** PROBLEM DETAILS **
Pick out every line in the items below that contains the string "covered". Case counts.

** EXERCISE INPUT **
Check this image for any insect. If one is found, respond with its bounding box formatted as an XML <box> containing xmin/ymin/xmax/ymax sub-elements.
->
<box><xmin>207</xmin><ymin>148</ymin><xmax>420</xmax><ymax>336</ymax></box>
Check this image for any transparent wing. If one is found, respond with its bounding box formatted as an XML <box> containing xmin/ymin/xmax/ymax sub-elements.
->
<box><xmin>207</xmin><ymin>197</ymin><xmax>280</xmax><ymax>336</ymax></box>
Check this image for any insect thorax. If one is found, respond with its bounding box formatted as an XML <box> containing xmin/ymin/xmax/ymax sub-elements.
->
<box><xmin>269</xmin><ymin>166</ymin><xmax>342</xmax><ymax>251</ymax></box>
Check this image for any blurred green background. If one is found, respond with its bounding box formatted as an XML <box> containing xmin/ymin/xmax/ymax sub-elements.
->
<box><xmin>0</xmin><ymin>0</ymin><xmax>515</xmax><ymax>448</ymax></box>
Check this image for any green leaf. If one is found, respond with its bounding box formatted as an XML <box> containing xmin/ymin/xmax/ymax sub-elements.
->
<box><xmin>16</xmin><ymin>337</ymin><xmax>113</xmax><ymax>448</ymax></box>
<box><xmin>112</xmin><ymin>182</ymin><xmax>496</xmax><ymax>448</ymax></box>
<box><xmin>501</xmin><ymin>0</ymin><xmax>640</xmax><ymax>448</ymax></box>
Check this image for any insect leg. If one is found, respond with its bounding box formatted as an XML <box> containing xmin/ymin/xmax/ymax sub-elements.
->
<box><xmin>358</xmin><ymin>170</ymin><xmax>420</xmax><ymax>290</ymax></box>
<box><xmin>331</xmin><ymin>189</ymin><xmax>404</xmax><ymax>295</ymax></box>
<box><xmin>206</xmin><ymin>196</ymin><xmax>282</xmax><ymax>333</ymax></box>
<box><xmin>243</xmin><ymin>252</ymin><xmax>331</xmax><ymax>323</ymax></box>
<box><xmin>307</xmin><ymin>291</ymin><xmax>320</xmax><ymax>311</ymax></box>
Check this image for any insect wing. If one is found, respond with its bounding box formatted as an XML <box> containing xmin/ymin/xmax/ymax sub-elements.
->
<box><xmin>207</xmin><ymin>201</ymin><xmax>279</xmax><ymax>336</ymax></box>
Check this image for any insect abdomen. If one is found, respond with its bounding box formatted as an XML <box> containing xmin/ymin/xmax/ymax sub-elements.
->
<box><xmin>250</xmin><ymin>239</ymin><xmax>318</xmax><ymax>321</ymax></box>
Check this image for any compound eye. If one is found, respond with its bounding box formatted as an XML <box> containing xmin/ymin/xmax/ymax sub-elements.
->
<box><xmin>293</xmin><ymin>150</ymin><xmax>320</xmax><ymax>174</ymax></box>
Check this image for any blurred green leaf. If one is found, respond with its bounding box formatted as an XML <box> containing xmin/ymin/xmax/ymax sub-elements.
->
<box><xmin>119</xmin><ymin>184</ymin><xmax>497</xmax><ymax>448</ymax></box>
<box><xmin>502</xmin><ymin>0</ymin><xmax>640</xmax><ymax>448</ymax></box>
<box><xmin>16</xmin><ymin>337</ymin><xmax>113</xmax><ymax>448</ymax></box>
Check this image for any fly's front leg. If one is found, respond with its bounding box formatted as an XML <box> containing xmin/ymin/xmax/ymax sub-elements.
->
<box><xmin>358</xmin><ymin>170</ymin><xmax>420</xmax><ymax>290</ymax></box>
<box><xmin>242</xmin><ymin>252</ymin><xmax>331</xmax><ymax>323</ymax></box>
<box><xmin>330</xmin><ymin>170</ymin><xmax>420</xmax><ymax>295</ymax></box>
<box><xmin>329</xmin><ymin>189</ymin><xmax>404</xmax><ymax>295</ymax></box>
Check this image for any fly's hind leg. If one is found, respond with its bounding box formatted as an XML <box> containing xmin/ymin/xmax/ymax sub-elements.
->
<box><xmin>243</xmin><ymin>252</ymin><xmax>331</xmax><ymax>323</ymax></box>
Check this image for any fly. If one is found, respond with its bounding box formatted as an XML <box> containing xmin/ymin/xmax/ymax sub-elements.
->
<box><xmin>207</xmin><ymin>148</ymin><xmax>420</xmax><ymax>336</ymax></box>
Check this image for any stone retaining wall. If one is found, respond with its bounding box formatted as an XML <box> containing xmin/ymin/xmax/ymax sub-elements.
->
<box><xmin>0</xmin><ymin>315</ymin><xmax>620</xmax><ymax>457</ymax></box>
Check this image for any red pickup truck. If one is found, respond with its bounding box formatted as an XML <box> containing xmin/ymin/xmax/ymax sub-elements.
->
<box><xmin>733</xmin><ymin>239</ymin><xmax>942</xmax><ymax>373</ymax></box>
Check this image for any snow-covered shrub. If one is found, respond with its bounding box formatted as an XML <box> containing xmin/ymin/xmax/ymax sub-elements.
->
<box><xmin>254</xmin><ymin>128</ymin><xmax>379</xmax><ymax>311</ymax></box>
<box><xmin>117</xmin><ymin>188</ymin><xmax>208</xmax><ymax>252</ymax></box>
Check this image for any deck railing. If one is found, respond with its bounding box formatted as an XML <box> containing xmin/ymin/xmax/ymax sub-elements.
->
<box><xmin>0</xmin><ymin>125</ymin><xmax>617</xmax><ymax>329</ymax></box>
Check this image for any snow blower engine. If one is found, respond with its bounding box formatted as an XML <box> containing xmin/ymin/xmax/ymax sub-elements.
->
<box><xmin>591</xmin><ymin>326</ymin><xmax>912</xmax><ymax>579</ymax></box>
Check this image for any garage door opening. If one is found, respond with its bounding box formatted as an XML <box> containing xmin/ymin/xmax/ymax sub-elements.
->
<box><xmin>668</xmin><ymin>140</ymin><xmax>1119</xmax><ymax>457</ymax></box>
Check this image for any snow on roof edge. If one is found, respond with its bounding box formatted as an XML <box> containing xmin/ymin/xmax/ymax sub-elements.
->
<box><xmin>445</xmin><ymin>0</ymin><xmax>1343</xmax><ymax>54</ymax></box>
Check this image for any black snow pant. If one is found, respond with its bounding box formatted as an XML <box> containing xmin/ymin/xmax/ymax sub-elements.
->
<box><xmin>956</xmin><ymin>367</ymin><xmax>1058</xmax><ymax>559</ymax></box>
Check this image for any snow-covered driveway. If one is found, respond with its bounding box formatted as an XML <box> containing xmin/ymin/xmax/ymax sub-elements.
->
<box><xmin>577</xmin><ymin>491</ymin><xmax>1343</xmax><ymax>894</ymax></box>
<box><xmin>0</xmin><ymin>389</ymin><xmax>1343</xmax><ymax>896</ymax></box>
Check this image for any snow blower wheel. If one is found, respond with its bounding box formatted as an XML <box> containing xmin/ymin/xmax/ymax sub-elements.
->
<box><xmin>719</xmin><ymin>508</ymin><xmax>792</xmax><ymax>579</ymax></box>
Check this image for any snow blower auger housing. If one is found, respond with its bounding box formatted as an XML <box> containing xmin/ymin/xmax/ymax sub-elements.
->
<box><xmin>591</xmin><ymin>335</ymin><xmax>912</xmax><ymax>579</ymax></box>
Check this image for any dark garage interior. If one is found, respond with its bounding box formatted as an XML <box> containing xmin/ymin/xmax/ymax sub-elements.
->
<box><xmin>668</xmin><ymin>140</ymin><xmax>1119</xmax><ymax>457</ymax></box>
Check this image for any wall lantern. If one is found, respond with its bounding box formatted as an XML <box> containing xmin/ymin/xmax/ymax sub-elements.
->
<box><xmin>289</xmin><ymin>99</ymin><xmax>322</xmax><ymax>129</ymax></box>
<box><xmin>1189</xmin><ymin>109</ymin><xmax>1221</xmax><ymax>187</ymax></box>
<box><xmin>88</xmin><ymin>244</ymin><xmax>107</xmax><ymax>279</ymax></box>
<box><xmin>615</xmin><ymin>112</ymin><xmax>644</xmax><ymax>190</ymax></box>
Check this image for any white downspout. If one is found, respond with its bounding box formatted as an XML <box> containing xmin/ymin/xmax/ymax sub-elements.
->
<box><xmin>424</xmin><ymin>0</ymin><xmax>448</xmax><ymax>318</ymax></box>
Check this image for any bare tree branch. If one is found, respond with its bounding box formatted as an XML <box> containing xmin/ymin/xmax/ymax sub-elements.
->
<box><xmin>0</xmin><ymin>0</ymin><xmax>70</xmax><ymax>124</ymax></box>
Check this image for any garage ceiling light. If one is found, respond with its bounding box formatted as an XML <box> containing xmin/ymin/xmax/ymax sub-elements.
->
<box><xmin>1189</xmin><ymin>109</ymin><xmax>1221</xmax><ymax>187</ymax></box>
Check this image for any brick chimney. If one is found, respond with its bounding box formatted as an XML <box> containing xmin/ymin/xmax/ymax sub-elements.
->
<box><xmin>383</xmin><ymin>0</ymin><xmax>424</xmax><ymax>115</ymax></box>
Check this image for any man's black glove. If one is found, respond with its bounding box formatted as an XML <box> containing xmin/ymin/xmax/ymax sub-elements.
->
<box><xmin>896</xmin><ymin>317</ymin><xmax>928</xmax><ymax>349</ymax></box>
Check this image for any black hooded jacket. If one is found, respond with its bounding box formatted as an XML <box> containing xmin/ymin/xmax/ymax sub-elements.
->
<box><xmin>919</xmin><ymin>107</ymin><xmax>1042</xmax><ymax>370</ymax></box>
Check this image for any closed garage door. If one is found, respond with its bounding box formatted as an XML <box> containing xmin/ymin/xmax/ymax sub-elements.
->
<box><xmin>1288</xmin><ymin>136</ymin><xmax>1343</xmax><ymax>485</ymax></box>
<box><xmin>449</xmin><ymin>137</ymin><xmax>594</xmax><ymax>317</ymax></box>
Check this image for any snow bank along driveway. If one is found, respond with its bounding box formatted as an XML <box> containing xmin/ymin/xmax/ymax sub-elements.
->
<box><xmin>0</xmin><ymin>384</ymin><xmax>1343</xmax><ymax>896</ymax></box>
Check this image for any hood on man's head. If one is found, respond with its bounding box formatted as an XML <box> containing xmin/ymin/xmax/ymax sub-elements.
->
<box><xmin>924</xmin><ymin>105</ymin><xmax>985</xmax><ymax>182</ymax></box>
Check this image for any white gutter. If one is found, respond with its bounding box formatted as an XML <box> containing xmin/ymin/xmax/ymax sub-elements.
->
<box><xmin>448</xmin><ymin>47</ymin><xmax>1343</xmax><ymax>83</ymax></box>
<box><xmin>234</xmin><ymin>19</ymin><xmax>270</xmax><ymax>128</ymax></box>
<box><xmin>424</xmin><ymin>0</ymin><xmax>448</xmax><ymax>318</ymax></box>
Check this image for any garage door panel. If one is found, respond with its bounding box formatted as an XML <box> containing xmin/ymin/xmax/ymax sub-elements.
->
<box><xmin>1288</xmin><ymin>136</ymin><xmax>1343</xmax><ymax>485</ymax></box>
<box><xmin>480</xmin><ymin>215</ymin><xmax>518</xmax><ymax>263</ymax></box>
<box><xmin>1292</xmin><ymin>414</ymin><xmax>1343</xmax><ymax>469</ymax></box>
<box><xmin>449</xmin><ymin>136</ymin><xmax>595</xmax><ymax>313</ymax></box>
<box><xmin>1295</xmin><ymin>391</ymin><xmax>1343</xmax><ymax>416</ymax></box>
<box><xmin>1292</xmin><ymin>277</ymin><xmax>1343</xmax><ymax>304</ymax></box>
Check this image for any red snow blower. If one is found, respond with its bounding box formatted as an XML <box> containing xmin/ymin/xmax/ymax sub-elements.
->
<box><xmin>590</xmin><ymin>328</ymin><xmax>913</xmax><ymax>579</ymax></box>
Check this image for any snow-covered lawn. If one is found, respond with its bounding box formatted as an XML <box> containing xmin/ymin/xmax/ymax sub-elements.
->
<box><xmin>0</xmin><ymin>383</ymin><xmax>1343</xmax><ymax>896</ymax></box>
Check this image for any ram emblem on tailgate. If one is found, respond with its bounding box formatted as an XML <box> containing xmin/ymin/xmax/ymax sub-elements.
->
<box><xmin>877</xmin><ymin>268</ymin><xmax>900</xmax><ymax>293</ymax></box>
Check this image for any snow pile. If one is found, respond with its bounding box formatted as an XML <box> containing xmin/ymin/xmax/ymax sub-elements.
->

** ANSWER TO THE EXERCISE **
Check this image for any snow-covered shrub. If one is found, respond with its bounding box formatted as an XML <box> containing xmin/ymin/xmax/ymax sub-elements.
Check this image for any snow-covered driveway. If one is found, respond with its bounding box formatted as an XML <box> containing xmin/ymin/xmax/ymax sub-elements.
Check this image for any snow-covered lawn. If one is found, respond with its bounding box formatted as an XML <box> containing xmin/ymin/xmax/ymax sub-elements.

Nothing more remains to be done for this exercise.